**DIRECTION**
Copy the following lines verbatim, changing nothing in any of them.

■ ■ ■ ■

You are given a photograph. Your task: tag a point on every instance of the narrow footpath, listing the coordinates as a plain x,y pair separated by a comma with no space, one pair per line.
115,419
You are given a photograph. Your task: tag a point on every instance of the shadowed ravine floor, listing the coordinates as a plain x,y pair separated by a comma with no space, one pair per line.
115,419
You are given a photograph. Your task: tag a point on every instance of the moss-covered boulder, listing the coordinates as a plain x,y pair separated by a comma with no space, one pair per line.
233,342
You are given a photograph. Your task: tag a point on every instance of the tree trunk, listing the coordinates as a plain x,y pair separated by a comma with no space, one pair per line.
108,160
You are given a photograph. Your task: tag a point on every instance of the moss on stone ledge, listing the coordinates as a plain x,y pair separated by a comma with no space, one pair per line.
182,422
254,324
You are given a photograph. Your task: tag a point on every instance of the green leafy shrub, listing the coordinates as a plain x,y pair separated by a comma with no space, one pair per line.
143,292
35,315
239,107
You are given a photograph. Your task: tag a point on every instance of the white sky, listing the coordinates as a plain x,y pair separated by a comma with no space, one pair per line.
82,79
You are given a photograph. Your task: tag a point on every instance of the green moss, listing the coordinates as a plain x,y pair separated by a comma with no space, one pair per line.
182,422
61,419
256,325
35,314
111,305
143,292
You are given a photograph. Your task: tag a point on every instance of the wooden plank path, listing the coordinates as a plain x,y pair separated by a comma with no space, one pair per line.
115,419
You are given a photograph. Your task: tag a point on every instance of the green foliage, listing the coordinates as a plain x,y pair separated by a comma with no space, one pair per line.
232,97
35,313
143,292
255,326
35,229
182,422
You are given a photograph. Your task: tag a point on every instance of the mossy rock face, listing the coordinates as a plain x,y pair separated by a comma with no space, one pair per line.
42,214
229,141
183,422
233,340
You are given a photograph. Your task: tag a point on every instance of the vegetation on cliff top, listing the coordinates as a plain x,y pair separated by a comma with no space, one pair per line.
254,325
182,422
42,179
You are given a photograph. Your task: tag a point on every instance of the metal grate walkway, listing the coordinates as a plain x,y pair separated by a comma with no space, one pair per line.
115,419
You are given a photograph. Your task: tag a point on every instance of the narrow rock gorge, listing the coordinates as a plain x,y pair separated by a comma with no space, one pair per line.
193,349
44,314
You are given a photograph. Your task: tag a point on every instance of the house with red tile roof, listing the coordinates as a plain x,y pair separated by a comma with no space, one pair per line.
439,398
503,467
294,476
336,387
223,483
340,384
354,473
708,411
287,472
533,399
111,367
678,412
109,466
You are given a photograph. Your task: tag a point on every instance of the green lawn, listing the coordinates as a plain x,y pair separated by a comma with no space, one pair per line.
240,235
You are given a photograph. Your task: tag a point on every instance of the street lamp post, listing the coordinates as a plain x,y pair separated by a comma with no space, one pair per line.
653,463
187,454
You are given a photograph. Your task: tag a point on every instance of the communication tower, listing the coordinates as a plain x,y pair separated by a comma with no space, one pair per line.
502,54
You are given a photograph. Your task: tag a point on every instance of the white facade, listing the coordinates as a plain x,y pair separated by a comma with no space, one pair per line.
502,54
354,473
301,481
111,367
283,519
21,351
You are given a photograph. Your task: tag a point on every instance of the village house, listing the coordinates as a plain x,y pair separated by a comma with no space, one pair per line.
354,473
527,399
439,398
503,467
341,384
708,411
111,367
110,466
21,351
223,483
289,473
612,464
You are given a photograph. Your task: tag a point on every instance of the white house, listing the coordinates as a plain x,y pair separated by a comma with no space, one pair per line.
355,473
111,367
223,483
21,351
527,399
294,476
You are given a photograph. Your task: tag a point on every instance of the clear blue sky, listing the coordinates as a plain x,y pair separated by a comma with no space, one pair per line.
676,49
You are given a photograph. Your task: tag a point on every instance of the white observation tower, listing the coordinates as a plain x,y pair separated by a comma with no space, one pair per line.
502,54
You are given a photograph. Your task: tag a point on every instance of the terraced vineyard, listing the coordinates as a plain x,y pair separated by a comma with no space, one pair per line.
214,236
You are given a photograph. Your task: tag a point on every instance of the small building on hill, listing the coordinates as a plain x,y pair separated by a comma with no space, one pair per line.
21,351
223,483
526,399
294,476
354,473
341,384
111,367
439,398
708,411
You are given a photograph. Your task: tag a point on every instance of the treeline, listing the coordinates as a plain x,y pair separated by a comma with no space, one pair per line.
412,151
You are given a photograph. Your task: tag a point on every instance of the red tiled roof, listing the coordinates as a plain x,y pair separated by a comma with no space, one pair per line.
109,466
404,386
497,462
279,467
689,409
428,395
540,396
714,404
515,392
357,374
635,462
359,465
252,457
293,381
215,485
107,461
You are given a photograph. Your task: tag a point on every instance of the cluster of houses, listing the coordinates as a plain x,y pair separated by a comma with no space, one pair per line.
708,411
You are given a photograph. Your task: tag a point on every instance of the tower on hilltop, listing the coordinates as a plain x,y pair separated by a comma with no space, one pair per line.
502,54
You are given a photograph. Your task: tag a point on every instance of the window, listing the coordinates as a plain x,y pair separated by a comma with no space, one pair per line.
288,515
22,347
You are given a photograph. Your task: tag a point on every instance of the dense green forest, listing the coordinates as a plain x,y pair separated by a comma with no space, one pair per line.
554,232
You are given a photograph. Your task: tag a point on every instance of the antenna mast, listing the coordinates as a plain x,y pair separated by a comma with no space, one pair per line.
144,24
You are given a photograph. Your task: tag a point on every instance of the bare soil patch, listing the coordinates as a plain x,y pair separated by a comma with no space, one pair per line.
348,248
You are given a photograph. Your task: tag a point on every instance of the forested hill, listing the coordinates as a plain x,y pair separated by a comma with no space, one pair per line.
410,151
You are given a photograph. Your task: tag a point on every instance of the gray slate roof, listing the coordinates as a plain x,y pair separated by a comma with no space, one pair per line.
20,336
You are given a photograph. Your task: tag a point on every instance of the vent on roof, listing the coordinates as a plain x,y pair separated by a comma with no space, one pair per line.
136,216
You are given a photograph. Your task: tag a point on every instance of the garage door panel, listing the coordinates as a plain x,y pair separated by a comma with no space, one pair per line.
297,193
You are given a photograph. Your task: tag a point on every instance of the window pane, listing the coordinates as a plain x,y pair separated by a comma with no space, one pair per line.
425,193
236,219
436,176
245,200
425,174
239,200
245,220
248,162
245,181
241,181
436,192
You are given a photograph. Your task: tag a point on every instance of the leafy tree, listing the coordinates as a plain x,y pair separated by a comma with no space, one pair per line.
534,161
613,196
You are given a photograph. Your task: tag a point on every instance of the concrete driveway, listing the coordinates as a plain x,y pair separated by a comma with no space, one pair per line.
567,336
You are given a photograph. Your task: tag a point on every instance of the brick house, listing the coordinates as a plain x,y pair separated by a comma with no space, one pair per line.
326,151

■ ■ ■ ■

**EXERCISE RESULT**
You are given a photograph. Your task: tag a point on every instance of the narrow footpath, listing the coordinates as a plain x,y pair separated by a comma with no space, one pair per line.
115,419
You are given a photograph. Your task: tag a point on every instance of the shadowed ravine floor, listing the coordinates as a plain x,y pair separated by a comma with no space, one pair per line.
115,419
You are given a photograph. Your task: tag a point on every instance of the moss-covered boulder, listing the coordinates as a plain x,y pair separated by a comma with no space, one pair per line.
233,342
You are given a photograph. Your task: tag a point on every instance of the tree trunk, listing the coordinates as a plain x,y pair separated by a comma with no space, one pair per line.
108,160
You are given a photograph. Your task: tag a point on every instance of the moss on stone ledge, listing the coordinates as a plain x,y pair separated by a comma with no space, one pair per line.
182,422
254,324
You are given a photograph. Your task: tag a point on every instance of the green leafy shrub, listing the coordinates as a plain x,y pair separated by a comma with no space, one pair per line.
143,292
35,315
239,107
You are given a photograph. Your task: tag a point on every instance of the white sky, listing the coordinates as a plain x,y pair separated by a comma with no space, one pair per line.
82,79
You are given a photograph. Your task: tag a point on every instance of the green moss, listing the coordinates as a plain x,y pair separated by a comma with no space, one pair per line.
182,422
61,419
256,325
35,314
111,305
143,292
You are given a photograph. Your task: tag a point on every instance of the wooden plank path, listing the coordinates as a plain x,y pair separated by a comma with no space, one pair per line.
115,419
You are given a photograph. Your task: tag a point on every instance of the green foliage, listing the coordinates as a plain x,y pair separated by a comma with no space, one pair per line.
232,97
35,313
143,292
255,326
35,229
182,422
You are given a photograph. Your task: tag a point on every instance of the mossy rock face, listing the coordinates as a plain x,y pair separated by a comma with no space, one pair per line.
42,214
229,141
183,422
233,340
You are given a photograph. Your task: tag a point on every instance of the vegetation on cliff top, listing the coordinates as a plain x,y pair separated by a comma with no space, one pair per line.
254,325
182,422
42,179
You are given a photograph. Your task: tag a point on every instance of the metal grate walkway, listing the coordinates as a plain x,y pair separated by a comma with no space, one pair per line.
115,419
You are given a photograph. Your task: tag a point on every instance of the narrow rock gorge, listing the coordinates as a plain x,y pair separated by a comma with no space, one pair per line.
193,349
44,314
You are given a photograph. Your task: tag a point on every instance of the house with red tile roof, listing the coordinates as a plain x,y pair separated by a comma with no space, one pair per line.
439,398
503,467
294,476
336,387
223,483
340,384
354,473
708,411
287,472
533,399
111,367
678,412
109,466
You are given a photograph. Your task: tag a point on every instance of the green lawn, listing the coordinates as a plain x,y pair separated by a comma with no space, one pair per line.
240,235
You are given a photograph. Your task: tag a point on every instance of the street lamp post, listing the coordinates as a plain x,y pair separated by a comma with no space, one pair per line.
653,463
187,454
You are given a photograph. Your task: tag a point on every instance of the communication tower, listing the coordinates as a plain x,y pair separated by a comma with no space, one pair per line.
502,54
You are given a photograph. Your task: tag a point on every instance of the white facade, listing the coordinates as a plain x,y pair separated by a comma with no space, one pair per line.
502,54
354,473
301,481
111,367
283,519
21,351
You are given a photograph. Your task: tag a point on every instance of the village house, listing the coordinates as a plain x,y pair separated by a comma with no space, one pair per line.
354,473
527,399
439,398
503,467
341,384
708,411
111,367
110,466
21,351
223,483
289,473
612,464
You are given a photograph. Your task: tag a point on every instance of the white house, listing the coordinates as a plain x,y pair separated by a comma with no space, one pair per line.
355,473
111,367
223,483
21,351
527,399
294,476
You are given a photograph. Your task: tag a point on every instance of the clear blue sky, listing the coordinates as a plain x,y pair separated by a comma with no space, one pair per line.
676,49
You are given a photograph. Your task: tag a point on every instance of the white observation tower, listing the coordinates as a plain x,y pair separated by a comma with no space, one pair per line.
502,54
You are given a photograph. Your task: tag a point on every instance of the terraced vineyard, listing the coordinates as a plain x,y pair separated by a comma with no space, one pair per line.
214,236
You are given a photograph. Your task: tag a point on every instance of the small building on hill, listing the coordinates as a plain x,y pair separated by a comma with no space, one pair per line.
21,351
223,483
526,399
294,476
354,473
341,384
111,367
439,398
708,411
You are given a photograph. Your task: tag a point on every instance of the treeline, listing the coordinates as a plain x,y pair separated by a comma with no space, one pair per line.
412,151
You are given a photograph. Your task: tag a point on every instance of the red tiled roof, listing the coordinates as a plain x,y pair separated by a comma with no space, one pair per line.
109,466
404,386
497,462
279,467
689,409
428,395
540,396
714,404
515,392
357,374
635,462
359,465
252,457
293,381
215,485
107,461
You are given a photograph. Your task: tag a point on every instance of the cluster of houses, listing the coordinates as a plain x,y pair separated by a comma with no space, one pair per line.
708,411
You are given a photograph. Your task: tag a point on every instance of the tower on hilltop, listing the coordinates as a plain x,y pair separated by a comma with no space, one pair per line.
502,54
You are given a photograph. Your task: tag a point on every instance of the window, listing the coordinates as a plain x,y pair separated by a comma with no space, one pair per line.
288,515
22,347
You are given a photograph. Your task: tag a point on every instance of the dense green forest, listing the coordinates as a plain x,y pair separated by a comma with no space, one pair per line.
554,232
You are given a photograph. Your task: tag a point on every instance of the antenna mast, listing the coordinates as a plain x,y pair separated by a comma with no space, one pair per line.
144,24
You are given a photograph. Your task: tag a point on every instance of the bare soil patch, listing the coordinates as a plain x,y pair separated by a comma with no space, one pair per line.
348,248
You are given a photograph. Your task: tag a point on every instance of the forested hill, listing the coordinates as a plain x,y pair separated by a comma with no space, one pair per line.
410,151
You are given a photograph. Your task: tag a point on every instance of the gray slate roof, listing the coordinates as a plain x,y pair separated by a comma with no space, one pair per line.
20,336
You are given a photograph. Your task: tag a point on every instance of the vent on roof, listing the coordinates as a plain x,y pair separated by a comma with no space, one pair per line.
136,216
You are given a photograph. Your task: tag a point on every instance of the garage door panel, listing the coordinates as a plain x,y pair separated by a comma with no space, one pair per line.
297,193
You are given a photograph. Your task: tag a point on every instance of the window pane, listing the coordinates as a plain x,y pair separated by a comma with no space, one pair per line.
425,193
236,219
436,176
245,200
425,174
239,200
245,220
248,162
245,181
241,181
436,192
You are given a photograph. Your task: tag a point on every instance of the leafy tree, listing the coordinates as a plain x,y pair separated by a comma with no space, one pair per line.
534,161
613,196
You are given a photograph. Your task: tag a point on every instance of the concrete driveway, listing the coordinates as a plain x,y pair separated by a comma with no space, one pair per line.
567,336
You are given a photograph. Your task: tag a point on every instance of the brick house, listing the coordinates as a plain x,y pair separated by a comma with no space, one pair per line.
326,151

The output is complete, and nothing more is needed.